# X2 Hot Pro driver settings



## virtuocity (Mar 25, 2015)

Anyone in the know as I can only find videos pointing to XHot or X2 Hot.

The pro version has two adjustable tips (or whatever they call them).

The one closest to the head has D, +2, N and -1.  The bottom one has S, D, +1 and N.

I originally had it set up with D at the top and S on the bottom, thinking this was "Draw, standard loft".  This was slice city with low flight.

Then changed to +2 on top and D on the bottom.  Higher flight and now straight or draw.

The Xhot and X2Hot standard drivers are a simple case of changing draw bias but this has confused my tiny mind.

Have done internet searches but have yet to find a definitive guide on how to adjust this properly.  Happy with my settings now, but would be good to know.


----------



## robert.redmile (Mar 25, 2015)

ive got an X2 hot, and this is my understanding.......

D= Draw, N= Neutral
+2, +1, S and -1 all refer to the loft -The "S" stands for "STATED". So this means the club is set to the loft it states on the club, +2 means u are setting it to 2 degrees higher, -1 means one degree lower.


----------



## tsped83 (Mar 25, 2015)

robert.redmile said:



			ive got an X2 hot, and this is my understanding.......

D= Draw, N= Neutral
+2, +1, S and -1 all refer to the loft -The "S" stands for "STATED". So this means the club is set to the loft it states on the club, +2 means u are setting it to 2 degrees higher, -1 means one degree lower.

● ● ● ●

## To be done
Output the passage of the X2 Hot Pro driver thread from "Anyone in the" to "straight or draw.", word for word. The records are separate material, unrelated to the forum thread on X2 Hot Pro driver settings.

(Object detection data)

● ● ● ●

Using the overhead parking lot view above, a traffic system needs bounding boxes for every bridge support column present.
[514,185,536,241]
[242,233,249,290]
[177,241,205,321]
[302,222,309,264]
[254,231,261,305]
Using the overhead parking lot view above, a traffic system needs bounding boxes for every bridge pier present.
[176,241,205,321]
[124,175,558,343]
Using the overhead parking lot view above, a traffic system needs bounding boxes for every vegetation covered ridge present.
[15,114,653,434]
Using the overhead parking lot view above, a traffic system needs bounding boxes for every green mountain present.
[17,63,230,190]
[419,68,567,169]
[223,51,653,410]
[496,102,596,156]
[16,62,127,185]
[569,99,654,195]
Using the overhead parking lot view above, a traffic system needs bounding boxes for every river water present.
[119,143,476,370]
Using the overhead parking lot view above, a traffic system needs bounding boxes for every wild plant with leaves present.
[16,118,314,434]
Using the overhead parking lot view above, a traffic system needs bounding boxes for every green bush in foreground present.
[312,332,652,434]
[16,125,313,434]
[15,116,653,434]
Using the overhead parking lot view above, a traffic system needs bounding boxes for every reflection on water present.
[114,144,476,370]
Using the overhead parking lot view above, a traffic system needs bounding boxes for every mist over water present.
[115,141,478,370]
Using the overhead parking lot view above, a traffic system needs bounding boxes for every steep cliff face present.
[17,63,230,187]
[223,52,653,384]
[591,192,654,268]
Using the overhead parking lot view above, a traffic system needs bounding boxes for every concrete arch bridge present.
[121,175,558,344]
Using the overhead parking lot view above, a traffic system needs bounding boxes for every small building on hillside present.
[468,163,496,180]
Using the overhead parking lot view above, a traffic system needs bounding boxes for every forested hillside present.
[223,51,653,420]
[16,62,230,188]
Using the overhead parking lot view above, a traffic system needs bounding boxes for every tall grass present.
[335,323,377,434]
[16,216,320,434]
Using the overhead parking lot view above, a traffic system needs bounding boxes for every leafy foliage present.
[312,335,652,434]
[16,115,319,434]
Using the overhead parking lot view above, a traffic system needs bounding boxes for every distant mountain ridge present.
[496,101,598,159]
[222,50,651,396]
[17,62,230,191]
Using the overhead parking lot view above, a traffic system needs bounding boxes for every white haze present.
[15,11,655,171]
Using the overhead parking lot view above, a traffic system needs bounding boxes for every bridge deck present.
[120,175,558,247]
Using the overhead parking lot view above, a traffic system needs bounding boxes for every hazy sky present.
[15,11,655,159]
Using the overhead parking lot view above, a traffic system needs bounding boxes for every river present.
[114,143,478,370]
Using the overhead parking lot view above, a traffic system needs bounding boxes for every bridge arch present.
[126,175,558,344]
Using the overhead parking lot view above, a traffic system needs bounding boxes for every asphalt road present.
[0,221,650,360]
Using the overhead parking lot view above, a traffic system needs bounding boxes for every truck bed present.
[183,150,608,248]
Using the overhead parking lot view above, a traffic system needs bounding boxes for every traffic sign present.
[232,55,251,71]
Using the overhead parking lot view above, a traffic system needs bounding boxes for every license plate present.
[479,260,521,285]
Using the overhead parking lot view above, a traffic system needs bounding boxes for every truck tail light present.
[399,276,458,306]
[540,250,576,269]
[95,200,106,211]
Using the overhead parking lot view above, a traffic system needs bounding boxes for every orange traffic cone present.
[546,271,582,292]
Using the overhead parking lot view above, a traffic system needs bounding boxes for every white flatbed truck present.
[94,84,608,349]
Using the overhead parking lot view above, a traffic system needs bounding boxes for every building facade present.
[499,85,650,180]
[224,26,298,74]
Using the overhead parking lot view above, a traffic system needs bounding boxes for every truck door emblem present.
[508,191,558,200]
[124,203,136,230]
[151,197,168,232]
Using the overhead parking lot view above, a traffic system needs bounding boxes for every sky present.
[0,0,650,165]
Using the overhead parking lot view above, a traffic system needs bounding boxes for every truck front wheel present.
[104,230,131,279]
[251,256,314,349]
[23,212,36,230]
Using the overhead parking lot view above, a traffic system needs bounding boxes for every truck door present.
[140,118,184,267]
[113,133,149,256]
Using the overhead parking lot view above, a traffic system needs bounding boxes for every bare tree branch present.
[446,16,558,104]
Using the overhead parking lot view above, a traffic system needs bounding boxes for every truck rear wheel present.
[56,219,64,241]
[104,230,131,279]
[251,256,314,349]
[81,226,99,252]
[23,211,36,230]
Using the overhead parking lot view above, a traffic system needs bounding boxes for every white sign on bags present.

● ● ● ●

## Task answer
Anyone in the know as I can only find videos pointing to XHot or X2 Hot.

The pro version has two adjustable tips (or whatever they call them).

The one closest to the head has D, +2, N and -1.  The bottom one has S, D, +1 and N.

I originally had it set up with D at the top and S on the bottom, thinking this was "Draw, standard loft".  This was slice city with low flight.

Then changed to +2 on top and D on the bottom.  Higher flight and now straight or draw.